OBJETIVO 1: Indique se cada afirmação concorda com o texto sobre a leitura de livros, respondendo sim ou não e citando exatamente as palavras do texto que decidem: (a) How to Read a Book foi publicado em 1940; (b) as calças baggy foram moda nos anos 1980; (c) o Orkut aparece entre as modernidades citadas.
OBJETIVO 2: Cite, do texto sobre a leitura de livros, o trecho que vai de "Hoje em dia, em" até "bem que passou!).".
OBJETIVO 3: Escreva a continuação do texto sobre a leitura de livros, começando logo depois da última frase apresentada.

TEXTO DE ORIGEM:
######
Hoje em dia, em que nossa existência virtual rivaliza com a real, ler um livro pode ser considerado démodé, algo como as polainas de lurex dos anos 1970 (à la Julia Matos de Dancing Days), as carteiras OP com velcro e cores chocantes (para usar uma gíria da época) dos anos 1980 ou as calças baggy dos anos 1990 (não sei que moda foi essa, mas ainda bem que passou!).

Assim, é natural, se não fosse tragicômico, que existam manuais que ensinem as pessoas a ler livros. Em tempos de Orkut, Facebook, MySpace, Skype e outras modernidades quejandas, instruções de como usar esse objeto arcaico parecem necessárias.

Há, por exemplo, How to Read a Book (1940), o clássico de Mortimer Adler, que define regras para ler o chamado “cânone ocidental”, as grandes obras necessárias para a formação do pensamento inteligente, liberal e racional.
######
ITENS:
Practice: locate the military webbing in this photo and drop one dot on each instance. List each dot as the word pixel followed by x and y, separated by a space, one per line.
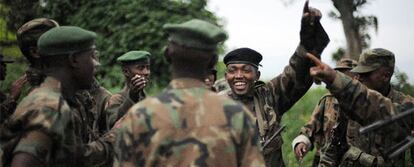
pixel 259 117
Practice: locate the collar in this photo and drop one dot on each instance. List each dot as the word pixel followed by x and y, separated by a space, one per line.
pixel 181 83
pixel 52 83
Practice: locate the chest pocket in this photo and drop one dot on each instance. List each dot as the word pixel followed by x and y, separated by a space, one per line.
pixel 267 118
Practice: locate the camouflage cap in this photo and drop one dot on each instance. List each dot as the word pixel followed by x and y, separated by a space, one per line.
pixel 346 63
pixel 65 40
pixel 133 56
pixel 28 34
pixel 373 59
pixel 3 60
pixel 243 56
pixel 196 33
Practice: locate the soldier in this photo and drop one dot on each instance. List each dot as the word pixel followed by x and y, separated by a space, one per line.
pixel 211 79
pixel 8 103
pixel 186 124
pixel 212 76
pixel 269 101
pixel 317 130
pixel 363 106
pixel 136 69
pixel 49 127
pixel 221 86
pixel 27 36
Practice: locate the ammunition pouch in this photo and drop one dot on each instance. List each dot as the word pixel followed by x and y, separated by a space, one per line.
pixel 355 157
pixel 267 118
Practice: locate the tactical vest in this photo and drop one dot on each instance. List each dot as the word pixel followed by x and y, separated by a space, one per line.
pixel 267 119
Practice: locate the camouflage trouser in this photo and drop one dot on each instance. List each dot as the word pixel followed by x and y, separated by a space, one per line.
pixel 274 159
pixel 356 157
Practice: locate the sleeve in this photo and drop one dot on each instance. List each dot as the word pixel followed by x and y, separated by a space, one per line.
pixel 6 109
pixel 133 134
pixel 42 129
pixel 313 130
pixel 251 154
pixel 117 106
pixel 360 103
pixel 288 87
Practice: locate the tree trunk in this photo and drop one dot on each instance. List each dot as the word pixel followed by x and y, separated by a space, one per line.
pixel 351 29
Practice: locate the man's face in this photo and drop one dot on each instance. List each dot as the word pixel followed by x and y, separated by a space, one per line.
pixel 34 76
pixel 241 78
pixel 85 71
pixel 347 72
pixel 3 71
pixel 209 81
pixel 141 68
pixel 378 79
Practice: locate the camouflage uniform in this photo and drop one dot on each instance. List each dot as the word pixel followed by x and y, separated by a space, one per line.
pixel 48 127
pixel 187 125
pixel 94 101
pixel 271 100
pixel 317 130
pixel 118 104
pixel 365 106
pixel 7 104
pixel 7 107
pixel 134 63
pixel 52 128
pixel 365 150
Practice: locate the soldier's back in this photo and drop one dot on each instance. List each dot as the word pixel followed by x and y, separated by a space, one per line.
pixel 188 127
pixel 43 127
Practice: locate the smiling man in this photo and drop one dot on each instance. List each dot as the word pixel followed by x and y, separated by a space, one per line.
pixel 136 69
pixel 269 101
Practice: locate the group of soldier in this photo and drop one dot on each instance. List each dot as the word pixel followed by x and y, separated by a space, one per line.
pixel 68 119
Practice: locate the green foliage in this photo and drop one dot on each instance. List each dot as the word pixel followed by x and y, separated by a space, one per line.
pixel 338 55
pixel 401 83
pixel 294 119
pixel 122 25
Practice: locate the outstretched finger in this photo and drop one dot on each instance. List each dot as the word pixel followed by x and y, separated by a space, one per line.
pixel 314 59
pixel 306 7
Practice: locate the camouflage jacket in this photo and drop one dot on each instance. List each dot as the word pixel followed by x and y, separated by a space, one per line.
pixel 187 125
pixel 50 128
pixel 94 101
pixel 271 100
pixel 364 106
pixel 318 129
pixel 7 107
pixel 118 104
######
RESULTADO DO EXERCÍCIO 1:
(a) Sim: "How to Read a Book (1940)"
(b) Não: "as calças baggy dos anos 1990"
(c) Sim: "Em tempos de Orkut, Facebook, MySpace, Skype e outras modernidades quejandas"

RESULTADO DO EXERCÍCIO 2:
Hoje em dia, em que nossa existência virtual rivaliza com a real, ler um livro pode ser considerado démodé, algo como as polainas de lurex dos anos 1970 (à la Julia Matos de Dancing Days), as carteiras OP com velcro e cores chocantes (para usar uma gíria da época) dos anos 1980 ou as calças baggy dos anos 1990 (não sei que moda foi essa, mas ainda bem que passou!).

RESULTADO DO EXERCÍCIO 3:
Adler analisa os tipos de conhecimento que podem ser adquiridos em livros, a forma com que o leitor apreende esse conhecimento e as modalidades de leitura que pode fazer. Segundo o professor, pode-se analisar a estrutura do texto, os argumentos usados para construir a tese do autor, mas é importante formarmos uma opinião crítica acerca do que lemos.


Enquanto Adler se detém em livros de não-ficção, Francine Prose se debruça sobre as obras literárias em Para Ler Como um Escritor (Reading Like a Writer, 2006), na minha cabeceira atualmente. A autora recomenda que o leitor preste atenção a cada detalhe do texto, desde a escolha das palavras até a construção do personagem, que leia nas entrelinhas o que realmente os grandes escritores quiseram dizer.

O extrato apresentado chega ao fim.